WORK ORDER: Each record that follows should be repeated exactly, with no pictures carried over.

---*---

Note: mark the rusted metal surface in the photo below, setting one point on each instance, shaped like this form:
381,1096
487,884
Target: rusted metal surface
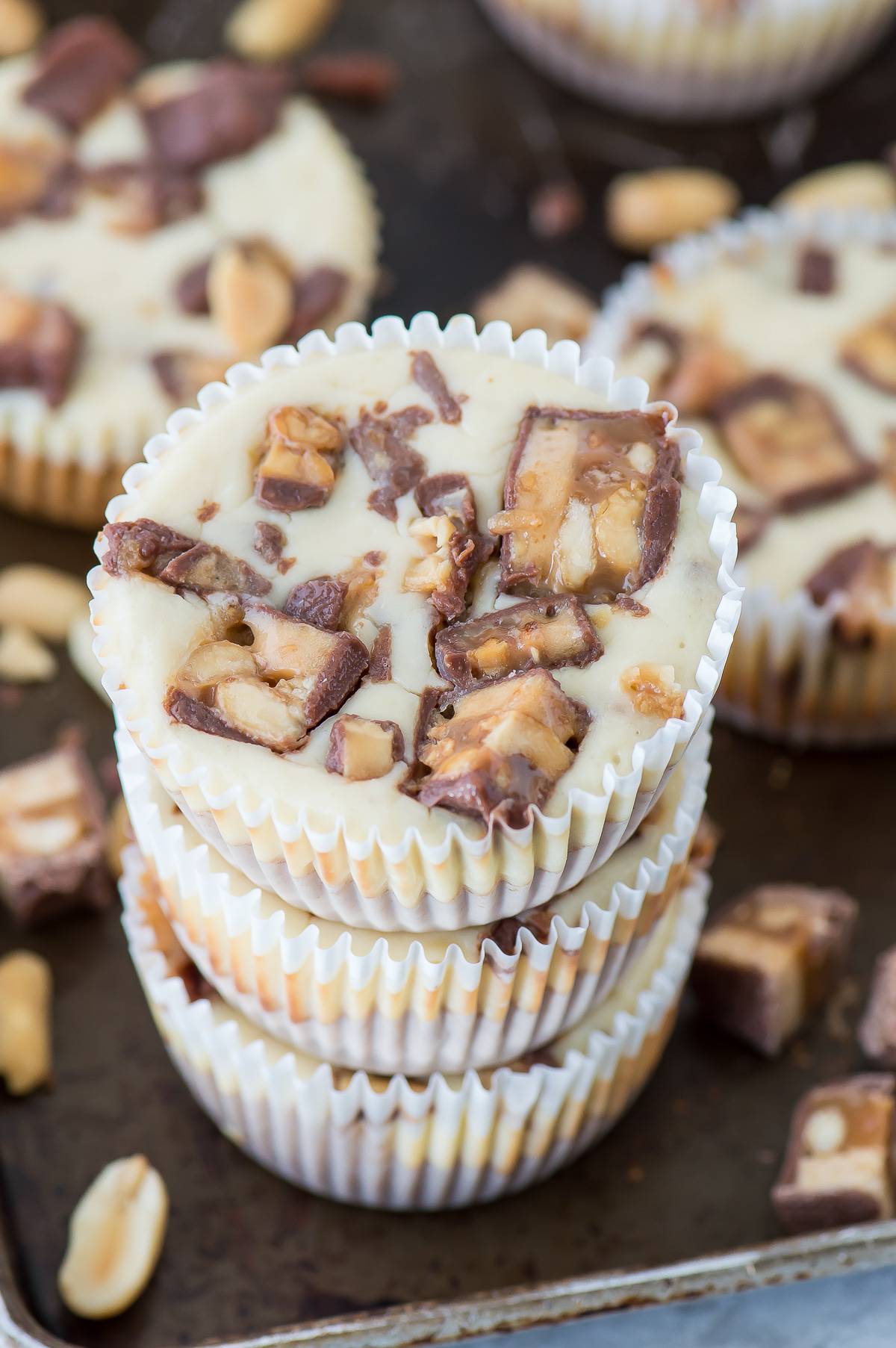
688,1175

---*---

SOLUTION:
Note: mark the rusted metal surface in the photo below, setting one point on each instance, shaped like this form:
381,1096
487,884
Target: rusted metal surface
688,1175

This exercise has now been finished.